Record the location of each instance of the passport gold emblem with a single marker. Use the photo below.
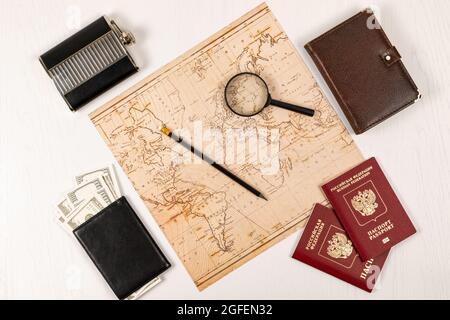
(365, 202)
(340, 247)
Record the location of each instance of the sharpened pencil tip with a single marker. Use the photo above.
(262, 197)
(165, 130)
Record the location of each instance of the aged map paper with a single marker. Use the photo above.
(213, 224)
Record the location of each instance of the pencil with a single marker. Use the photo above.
(166, 131)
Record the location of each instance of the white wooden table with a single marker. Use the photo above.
(43, 145)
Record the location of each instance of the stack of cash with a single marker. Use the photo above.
(94, 191)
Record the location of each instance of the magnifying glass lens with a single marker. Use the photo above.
(246, 94)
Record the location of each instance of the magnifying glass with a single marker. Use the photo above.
(247, 94)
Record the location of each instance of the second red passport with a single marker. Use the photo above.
(369, 210)
(325, 246)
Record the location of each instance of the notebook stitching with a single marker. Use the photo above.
(350, 116)
(344, 103)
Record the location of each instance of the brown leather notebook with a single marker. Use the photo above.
(364, 71)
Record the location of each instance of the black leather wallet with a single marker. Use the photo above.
(121, 248)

◆ ◆ ◆ ◆ ◆ ◆ ◆

* [Task details]: Please copy the records from the line with "Record the location of each instance of the second" through the end of the records, requests included, and scale every coordinate in the answers by 0.55, rounding each to a whole number with halves going up. Give only those lines.

* [Written response]:
Record the location of each instance of the second red passport with a single marker. Use the photo above.
(203, 116)
(179, 135)
Record the location of each instance of the notebook stitching with a single marker. Use the photo above.
(193, 64)
(189, 57)
Record the location of each instance of the brown leather notebook with a single marker. Use the photo above.
(200, 39)
Record the location of each instance of the black leather wallet with a single marker. Use the photo above.
(67, 136)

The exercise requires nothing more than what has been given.